#### Provided data

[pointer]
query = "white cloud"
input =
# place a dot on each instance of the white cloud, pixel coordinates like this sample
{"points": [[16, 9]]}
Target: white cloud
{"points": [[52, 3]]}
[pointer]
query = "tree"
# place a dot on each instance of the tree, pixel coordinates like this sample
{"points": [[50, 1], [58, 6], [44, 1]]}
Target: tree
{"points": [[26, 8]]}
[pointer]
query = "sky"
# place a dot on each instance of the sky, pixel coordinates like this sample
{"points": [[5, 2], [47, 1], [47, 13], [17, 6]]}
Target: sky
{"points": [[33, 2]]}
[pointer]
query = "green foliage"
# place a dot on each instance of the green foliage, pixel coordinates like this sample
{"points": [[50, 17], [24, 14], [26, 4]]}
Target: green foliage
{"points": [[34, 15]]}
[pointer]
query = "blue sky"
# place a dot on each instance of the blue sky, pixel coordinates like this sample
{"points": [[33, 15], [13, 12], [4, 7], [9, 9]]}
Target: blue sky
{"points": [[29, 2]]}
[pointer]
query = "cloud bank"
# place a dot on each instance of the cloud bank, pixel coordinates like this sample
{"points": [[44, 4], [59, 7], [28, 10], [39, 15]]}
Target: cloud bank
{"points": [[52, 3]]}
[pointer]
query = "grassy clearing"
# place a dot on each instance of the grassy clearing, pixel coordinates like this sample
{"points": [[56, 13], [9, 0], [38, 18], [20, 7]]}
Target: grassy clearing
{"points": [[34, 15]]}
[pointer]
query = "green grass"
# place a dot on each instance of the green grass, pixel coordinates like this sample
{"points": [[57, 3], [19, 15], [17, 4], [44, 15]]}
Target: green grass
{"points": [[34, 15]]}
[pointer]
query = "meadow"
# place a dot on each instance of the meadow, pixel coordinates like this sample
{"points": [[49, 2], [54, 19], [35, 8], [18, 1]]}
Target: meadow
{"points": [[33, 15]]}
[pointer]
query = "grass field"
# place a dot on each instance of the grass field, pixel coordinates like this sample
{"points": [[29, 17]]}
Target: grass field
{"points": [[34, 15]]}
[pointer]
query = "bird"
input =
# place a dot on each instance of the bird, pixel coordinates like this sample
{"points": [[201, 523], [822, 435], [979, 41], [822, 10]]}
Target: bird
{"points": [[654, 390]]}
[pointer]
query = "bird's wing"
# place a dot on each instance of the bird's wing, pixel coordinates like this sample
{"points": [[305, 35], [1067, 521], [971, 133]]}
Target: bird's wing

########

What you have to do - Transcribe the whole listing with nothing added or left out.

Reply to the task -
[pointer]
query = "white cloud"
input =
# place a dot on each instance of the white cloud, pixel coordinates like this sample
{"points": [[16, 9]]}
Target: white cloud
{"points": [[52, 3]]}
[pointer]
query = "tree"
# place a dot on each instance of the tree, pixel coordinates like this sample
{"points": [[50, 1], [58, 6], [44, 1]]}
Target: tree
{"points": [[26, 8]]}
[pointer]
query = "sky"
# place a dot on each instance of the sky, pixel coordinates like this sample
{"points": [[5, 2], [47, 1], [47, 13], [17, 6]]}
Target: sky
{"points": [[33, 2]]}
[pointer]
query = "green foliage"
# place a dot on each instance of the green foliage, pixel coordinates like this sample
{"points": [[50, 17], [24, 14], [26, 4]]}
Target: green foliage
{"points": [[34, 15]]}
[pointer]
query = "blue sky"
# place a dot on each instance of the blue sky, pixel coordinates like this sample
{"points": [[33, 15], [13, 12], [4, 7], [9, 9]]}
Target: blue sky
{"points": [[29, 2]]}
[pointer]
query = "cloud bank"
# place a dot on each instance of the cloud bank, pixel coordinates like this sample
{"points": [[44, 4], [59, 7], [28, 10], [39, 15]]}
Target: cloud bank
{"points": [[52, 3]]}
[pointer]
query = "grassy clearing"
# place a dot on each instance of the grassy clearing, pixel coordinates like this sample
{"points": [[56, 13], [9, 0], [38, 18], [20, 7]]}
Target: grassy clearing
{"points": [[34, 15]]}
[pointer]
query = "green grass"
# place a dot on each instance of the green grass, pixel coordinates like this sample
{"points": [[57, 3], [19, 15], [17, 4], [44, 15]]}
Target: green grass
{"points": [[34, 15]]}
[pointer]
query = "meadow"
# place a dot on each instance of the meadow, pixel coordinates like this sample
{"points": [[49, 2], [54, 19], [35, 8], [18, 1]]}
Target: meadow
{"points": [[33, 15]]}
[pointer]
query = "grass field"
# place a dot on each instance of the grass field, pixel coordinates like this sample
{"points": [[29, 17]]}
Target: grass field
{"points": [[34, 15]]}
[pointer]
query = "bird"
input =
# place a dot on each instance of the bird, pixel coordinates like this sample
{"points": [[201, 523], [822, 435], [979, 41], [822, 10]]}
Target: bird
{"points": [[654, 390]]}
[pointer]
query = "bird's wing"
# place a dot on each instance of the bird's wing, pixel coordinates like this sample
{"points": [[305, 35], [1067, 521], [971, 133]]}
Target: bird's wing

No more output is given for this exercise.